Problem: What is needed is a word-for-word restatement of all the entries.
┄┄┄┄┄┄
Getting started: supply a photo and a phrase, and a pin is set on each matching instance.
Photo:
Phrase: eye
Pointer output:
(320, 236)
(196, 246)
┄┄┄┄┄┄
Task result:
Getting started: supply a photo and a phrase, and a pin is set on each matching instance.
Photo:
Phrase: eye
Pointer output:
(320, 236)
(196, 246)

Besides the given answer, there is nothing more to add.